◆ PASSAGE PROVIDED:
-- BEGIN --
Sent from my iPhone using Tapatalk


----------



## Freqman1 (Feb 4, 2020)

Try viewing in a web browser instead of Tapatalk and see what happens--must have been posting at the same time!


----------



## Bectoria (Feb 4, 2020)

Oh wow - didn't expect a reply so quickly!
That's fantastic 
Thank you very much


----------



## Mrcardoc (Feb 4, 2020)

I have two survivors 58 Firestone super cruiser and the ol ladies is a 65 Murray space bike identical to your thunderbird...... other than the ladies frame. 








Sent from my iPhone using Tapatalk


----------



## Bectoria (Feb 4, 2020)

Hopefully if I give mine a bit of TLC it will come out looking as nice as yours


----------



## Mrcardoc (Feb 4, 2020)

Oh yeah that is a really cool survivor. Start with a rust penetrant like wd40. Give her some complete spray downs in a non sunny area. Let it penetrate for a few days. The surface rust should wipe off. It will also penetrate the plastic and recondition it as it becomes brittle over the years. Yours will take little effort to become a nice road worthy cycle. 


Sent from my iPhone using Tapatalk


----------



## Freqman1 (Feb 4, 2020)

" about 8 years after Firestone sold out to monark"? Firestone never produced bicycles so I'm not sure what you are referring to here. V/r Shawn


----------



## Bectoria (Feb 4, 2020)

Thanks so much for your advice, that can be a 'weekend' job


----------



## Mrcardoc (Feb 4, 2020)

Freqman1 said:


> " about 8 years after Firestone sold out to monark"? Firestone never produced bicycles so I'm not sure what you are referring to here. V/r Shawn




Well I beg to differ my friend. The bike in the picture is a 1958 firestone super cruiser. Very short run.........roughly 3 years and they ended up selling to monark. Not many people know but yes they did outsource most of their parts but they were a company badged and stamped as exclusively firestone bicycle company. Hope you learned something new. 


Sent from my iPhone using Tapatalk


----------



## SteveF (Feb 4, 2020)

Mrcardoc said:


> Well I beg to differ my friend. The bike in the picture is a 1958 firestone super cruiser. Very short run.........roughly 3 years and they ended up selling to monark. Not many people know but yes they did outsource most of their parts but they were a company badged and stamped as exclusively firestone bicycle company. Hope you learned something new.
> 
> 
> Sent from my iPhone using Tapatalk



Sounds like you might already know everything you need to know but I'm pretty sure what you have there is a bike built by monark for Firestone.


----------



## Freqman1 (Feb 4, 2020)

Mrcardoc said:


> Well I beg to differ my friend. The bike in the picture is a 1958 firestone super cruiser. Very short run.........roughly 3 years and they ended up selling to monark. Not many people know but yes they did outsource most of their parts but they were a company badged and stamped as exclusively firestone bicycle company. Hope you learned something new.
> 
> 
> Sent from my iPhone using Tapatalk



You're funny. The bike that starts this thread is a Huffman built bike. Firestone never produced their own bikes but bought bikes from Huffman, Colson, Monark, and others under contract to sell in their tire stores just like Goodyear and BF Goodrich. The bike you show above as a '58 seems to be earlier to me and the serial number would confirm this--I'm guessing '53ish. Not sure where you are getting your info but someone has steered you wrong. V/r Shawn @partsguy @Oilit @Adamtinkerer


----------



## Sandman (Feb 4, 2020)
-- END --
◆ ENTRIES SHOWN:
-- BEGIN --
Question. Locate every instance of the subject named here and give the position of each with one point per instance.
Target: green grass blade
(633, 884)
-- END --
-- BEGIN --
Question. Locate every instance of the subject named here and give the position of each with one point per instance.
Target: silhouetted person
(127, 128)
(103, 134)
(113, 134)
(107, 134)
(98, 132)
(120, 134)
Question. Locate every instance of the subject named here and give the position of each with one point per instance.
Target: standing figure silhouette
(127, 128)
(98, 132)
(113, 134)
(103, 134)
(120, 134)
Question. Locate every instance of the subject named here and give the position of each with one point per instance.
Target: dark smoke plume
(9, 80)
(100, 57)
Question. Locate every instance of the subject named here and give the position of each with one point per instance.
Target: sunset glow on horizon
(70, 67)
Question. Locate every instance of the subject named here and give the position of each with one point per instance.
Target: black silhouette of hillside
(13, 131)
-- END --
-- BEGIN --
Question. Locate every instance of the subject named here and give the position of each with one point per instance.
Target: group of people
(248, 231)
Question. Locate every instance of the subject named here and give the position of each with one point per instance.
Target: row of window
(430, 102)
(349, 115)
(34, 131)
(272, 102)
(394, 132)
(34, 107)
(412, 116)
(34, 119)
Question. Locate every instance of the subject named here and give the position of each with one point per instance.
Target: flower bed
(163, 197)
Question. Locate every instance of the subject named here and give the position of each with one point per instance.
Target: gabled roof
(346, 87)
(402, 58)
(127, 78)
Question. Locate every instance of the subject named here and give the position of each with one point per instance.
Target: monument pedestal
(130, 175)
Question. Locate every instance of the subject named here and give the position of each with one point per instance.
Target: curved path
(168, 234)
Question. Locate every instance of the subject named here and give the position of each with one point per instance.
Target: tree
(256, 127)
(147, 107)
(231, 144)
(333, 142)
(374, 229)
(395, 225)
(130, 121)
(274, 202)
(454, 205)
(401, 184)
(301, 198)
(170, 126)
-- END --
◆ TASKS AND EXERCISES:
a - Copy word for word the part of the bicycle forum thread starting at "You're funny. The" and ending at "Sandman (Feb 4, 2020)".
b - Write the next part of the forum thread about vintage Firestone and Monark bicycles, picking up where it stops.
The listing has no connection to the forum thread about vintage bicycles.

◆ THE REPLIES:
a -
You're funny. The bike that starts this thread is a Huffman built bike. Firestone never produced their own bikes but bought bikes from Huffman, Colson, Monark, and others under contract to sell in their tire stores just like Goodyear and BF Goodrich. The bike you show above as a '58 seems to be earlier to me and the serial number would confirm this--I'm guessing '53ish. Not sure where you are getting your info but someone has steered you wrong. V/r Shawn @partsguy @Oilit @Adamtinkerer


----------



## Sandman (Feb 4, 2020)

b -
This is my 1950 Monark built Firestone with the original owner . His grandmother bought it for his 14th birthday .


----------



## Mrcardoc (Feb 4, 2020)

Good luck with your bike....... they are cool and old. I guess the bicycle gods have spoken. The day you know everything is the day you become stupid.......... there were so many different companies making parts for each other back then. My bikes are survivor bikes within my family both badged and stamped accordingy. No matter what you got yourself a piece of history. Totally cool!!!!!!


Sent from my iPhone using Tapatalk


----------



## Oilit (Feb 4, 2020)

Sandman said:


> This is my 1950 Monark built Firestone with the original owner . His grandmother bought it for his 14 birthday .
> 
> View attachment 1135012



Too bad you don't have a picture from when he was 14. That would make an interesting comparison! And are those middleweight tires?


----------



## Freqman1 (Feb 4, 2020)

Mrcardoc said:


> Good luck with your bike....... they are cool and old. I guess the bicycle gods have spoken. The day you know everything is the day you become stupid.......... there were so many different companies making parts for each other back then. My bikes are survivor bikes within my family both badged and stamped accordingy. No matter what you got yourself a piece of history. Totally cool!!!!!!
> 
> 
> Sent from my iPhone using Tapatalk



The bottom of your green bike should have a little metal tag on it. Would you be willing to post a picture of this? V/r Shawn


----------



## Oilit (Feb 4, 2020)

Mrcardoc said:


> Good luck with your bike....... they are cool and old. I guess the bicycle gods have spoken. The day you know everything is the day you become stupid.......... there were so many different companies making parts for each other back then. My bikes are survivor bikes within my family both badged and stamped accordingy. No matter what you got yourself a piece of history. Totally cool!!!!!!
> 
> 
> Sent from my iPhone using Tapatalk



Everything I've heard lines up with what @Freqman1 said, Firestone built tires, Monark built bicycles. For a tire company to suddenly go into a different line of business is like a computer programmer deciding to become a concert violinist. It can be done, but it's not easy, so most people who need someone to handle a particular specialty, look for somebody who is already in that field. But if you have evidence, I for one would like to see it. I've been surprised before by what I don't know, and it's always interesting to learn something new!


----------



## Sandman (Feb 4, 2020)

Oilit said:


> Too bad you don't have a picture from when he was 14. That would make an interesting comparison! And are those middleweight tires?



Not sure what tires are on it . I just put it in the back of line in the barn after I picked it up . It's a one of these days bikes .


----------



## Mrcardoc (Feb 9, 2020)

Oilit said:


> Everything I've heard lines up with what @Freqman1 said, Firestone built tires, Monark built bicycles. For a tire company to suddenly go into a different line of business is like a computer programmer deciding to become a concert violinist. It can be done, but it's not easy, so most people who need someone to handle a particular specialty, look for somebody who is already in that field. But if you have evidence, I for one would like to see it. I've been surprised before by what I don't know, and it's always interesting to learn something new!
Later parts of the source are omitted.